■ Exercise requirements:
Output the records. Match them exactly.

★ ★ ★

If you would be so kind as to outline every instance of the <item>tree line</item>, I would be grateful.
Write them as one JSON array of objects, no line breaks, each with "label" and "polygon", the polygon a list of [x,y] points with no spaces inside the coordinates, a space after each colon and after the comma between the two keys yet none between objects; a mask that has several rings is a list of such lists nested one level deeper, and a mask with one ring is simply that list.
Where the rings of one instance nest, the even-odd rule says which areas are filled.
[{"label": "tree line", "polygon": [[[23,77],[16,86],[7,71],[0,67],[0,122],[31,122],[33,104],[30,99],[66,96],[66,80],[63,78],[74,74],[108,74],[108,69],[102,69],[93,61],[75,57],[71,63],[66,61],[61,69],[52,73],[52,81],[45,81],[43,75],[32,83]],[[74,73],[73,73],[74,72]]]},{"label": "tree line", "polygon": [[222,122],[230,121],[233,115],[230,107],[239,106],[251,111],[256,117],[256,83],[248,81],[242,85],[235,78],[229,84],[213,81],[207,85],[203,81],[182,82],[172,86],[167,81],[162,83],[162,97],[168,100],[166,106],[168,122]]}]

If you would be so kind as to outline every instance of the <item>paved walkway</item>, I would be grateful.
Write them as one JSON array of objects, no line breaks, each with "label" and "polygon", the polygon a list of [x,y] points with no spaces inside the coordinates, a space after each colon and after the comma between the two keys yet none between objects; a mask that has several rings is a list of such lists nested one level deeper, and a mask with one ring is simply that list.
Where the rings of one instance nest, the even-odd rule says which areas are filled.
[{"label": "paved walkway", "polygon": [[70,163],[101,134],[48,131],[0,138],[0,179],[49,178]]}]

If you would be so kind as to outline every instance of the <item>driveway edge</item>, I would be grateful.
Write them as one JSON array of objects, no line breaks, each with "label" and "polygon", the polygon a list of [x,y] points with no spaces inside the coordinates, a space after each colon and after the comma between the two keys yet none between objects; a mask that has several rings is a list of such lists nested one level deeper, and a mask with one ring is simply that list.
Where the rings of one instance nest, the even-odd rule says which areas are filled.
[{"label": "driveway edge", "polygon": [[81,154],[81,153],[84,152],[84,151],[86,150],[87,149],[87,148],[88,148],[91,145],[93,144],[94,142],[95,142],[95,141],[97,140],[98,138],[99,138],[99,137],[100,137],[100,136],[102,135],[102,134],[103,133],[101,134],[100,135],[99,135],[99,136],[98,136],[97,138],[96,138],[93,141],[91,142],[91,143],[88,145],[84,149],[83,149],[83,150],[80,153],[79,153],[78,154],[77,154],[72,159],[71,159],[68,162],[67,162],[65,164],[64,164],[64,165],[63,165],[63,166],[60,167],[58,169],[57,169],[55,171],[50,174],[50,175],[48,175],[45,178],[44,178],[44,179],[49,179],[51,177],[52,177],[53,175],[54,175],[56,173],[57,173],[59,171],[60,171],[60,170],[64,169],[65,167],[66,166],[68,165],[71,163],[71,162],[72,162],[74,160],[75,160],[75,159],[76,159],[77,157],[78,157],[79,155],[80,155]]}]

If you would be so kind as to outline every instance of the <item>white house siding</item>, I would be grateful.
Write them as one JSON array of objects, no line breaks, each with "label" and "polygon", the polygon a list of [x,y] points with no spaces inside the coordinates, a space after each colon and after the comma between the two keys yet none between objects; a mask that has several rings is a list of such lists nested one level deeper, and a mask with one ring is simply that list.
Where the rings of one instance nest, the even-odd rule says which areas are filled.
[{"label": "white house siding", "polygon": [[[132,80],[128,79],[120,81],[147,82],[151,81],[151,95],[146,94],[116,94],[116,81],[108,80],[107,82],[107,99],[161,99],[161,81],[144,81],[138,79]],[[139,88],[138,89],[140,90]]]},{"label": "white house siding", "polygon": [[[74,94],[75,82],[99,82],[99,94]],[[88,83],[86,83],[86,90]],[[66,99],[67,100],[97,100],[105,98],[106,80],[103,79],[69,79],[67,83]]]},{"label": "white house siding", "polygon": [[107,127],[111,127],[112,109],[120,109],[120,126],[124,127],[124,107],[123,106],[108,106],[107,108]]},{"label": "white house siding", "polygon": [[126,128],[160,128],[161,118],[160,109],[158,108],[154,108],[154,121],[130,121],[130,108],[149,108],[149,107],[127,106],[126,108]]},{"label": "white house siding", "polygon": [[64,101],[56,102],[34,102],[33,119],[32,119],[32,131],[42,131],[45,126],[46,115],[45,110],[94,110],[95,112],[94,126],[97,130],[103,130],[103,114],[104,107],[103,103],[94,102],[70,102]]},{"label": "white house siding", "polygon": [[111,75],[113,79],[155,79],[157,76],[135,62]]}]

★ ★ ★

■ Exercise answer:
If you would be so kind as to outline every instance of the <item>tree line</item>, I would be grateful.
Write them as one JSON array of objects, no line breaks, each with "label" and "polygon", the polygon a list of [x,y] points with no spaces inside the coordinates, a space after each colon and after the comma between the two keys yet none between objects; a mask that has several rings is a list of such lists nested one level deeper, and a mask with one ring is simply that list.
Where the rings of one instance nest, the even-odd rule says which areas are filled.
[{"label": "tree line", "polygon": [[[23,77],[16,86],[7,71],[0,67],[0,122],[31,122],[33,104],[30,99],[66,96],[66,80],[63,78],[74,74],[108,74],[108,69],[102,69],[93,61],[75,57],[71,63],[66,61],[61,69],[52,73],[52,81],[45,81],[43,75],[32,83]],[[74,73],[73,73],[74,72]]]},{"label": "tree line", "polygon": [[222,122],[230,121],[233,115],[230,107],[239,106],[251,111],[256,117],[256,83],[248,81],[242,85],[235,78],[229,84],[213,81],[207,85],[203,81],[182,82],[172,86],[167,81],[162,83],[162,97],[168,100],[166,106],[168,122]]}]

If you would be so kind as to outline every instance of the <item>paved walkway</item>, I would be grateful.
Write them as one JSON array of objects, no line breaks, each with "label" and "polygon", the polygon a list of [x,y] points with no spaces inside the coordinates, a space after each colon and after the comma between the two keys yet none between objects; a mask that has several rings is a list of such lists nested one level deeper, and a mask with one ring is simply that list.
Where the rings of one instance nest, the even-odd rule says which areas are filled.
[{"label": "paved walkway", "polygon": [[70,163],[101,134],[48,131],[0,138],[0,179],[49,178]]}]

If you would be so kind as to outline every instance of the <item>driveway edge</item>, I would be grateful.
Write them as one JSON array of objects, no line breaks, each with "label" and "polygon", the polygon a list of [x,y] points with no spaces inside the coordinates, a space after each colon and after the comma between the two keys yet none between objects; a mask that has several rings is a list of such lists nested one level deeper, and a mask with one ring is simply that list.
Where the rings of one instance nest, the even-odd rule says which areas are filled.
[{"label": "driveway edge", "polygon": [[81,154],[81,153],[84,152],[84,151],[86,150],[87,149],[87,148],[88,148],[91,145],[93,144],[94,142],[95,142],[95,141],[97,140],[98,138],[99,138],[99,137],[100,137],[100,136],[102,135],[102,134],[103,133],[101,134],[100,135],[99,135],[99,136],[98,136],[97,138],[96,138],[93,141],[91,142],[91,143],[88,145],[84,149],[83,149],[83,150],[80,153],[79,153],[78,154],[77,154],[72,159],[71,159],[68,162],[67,162],[65,164],[64,164],[64,165],[63,165],[63,166],[60,167],[58,169],[57,169],[55,171],[50,174],[50,175],[48,175],[45,178],[44,178],[44,179],[49,179],[51,177],[52,177],[53,175],[54,175],[56,173],[57,173],[59,171],[60,171],[60,170],[64,169],[65,167],[66,166],[68,165],[71,163],[71,162],[72,162],[74,160],[75,160],[75,159],[76,159],[77,157],[78,157],[79,155],[80,155]]}]

If you would be so kind as to outline every instance of the <item>white house siding</item>, I would be grateful.
Write them as one JSON array of objects, no line breaks, each with "label" and "polygon", the polygon a list of [x,y] points with no spaces inside the coordinates, a space after each colon and after the comma between the two keys yet none between objects; a mask that has several rings is a list of such lists nested one level deeper, and a mask with one ring is simply that list.
Where the rings of one instance nest, the even-odd rule says which areas are filled.
[{"label": "white house siding", "polygon": [[[132,80],[128,79],[120,81],[147,82],[151,81],[151,95],[146,94],[116,94],[116,81],[108,80],[107,82],[107,99],[161,99],[161,81],[144,81],[138,79]],[[139,88],[138,89],[140,90]]]},{"label": "white house siding", "polygon": [[[74,94],[75,82],[99,82],[99,94]],[[88,83],[86,83],[86,90]],[[66,99],[67,100],[97,100],[105,98],[106,80],[103,79],[69,79],[67,83]]]},{"label": "white house siding", "polygon": [[107,127],[111,127],[112,109],[120,109],[120,126],[124,127],[124,107],[123,106],[108,106],[107,108]]},{"label": "white house siding", "polygon": [[126,128],[160,128],[161,118],[160,109],[158,108],[154,108],[154,121],[130,121],[130,108],[149,108],[149,107],[127,106],[126,108]]},{"label": "white house siding", "polygon": [[64,101],[56,102],[34,102],[33,119],[32,119],[32,131],[42,131],[45,126],[46,115],[45,110],[94,110],[95,112],[94,126],[97,130],[103,130],[103,114],[104,107],[103,103],[94,102],[70,102]]},{"label": "white house siding", "polygon": [[111,75],[113,79],[155,79],[157,76],[135,62]]}]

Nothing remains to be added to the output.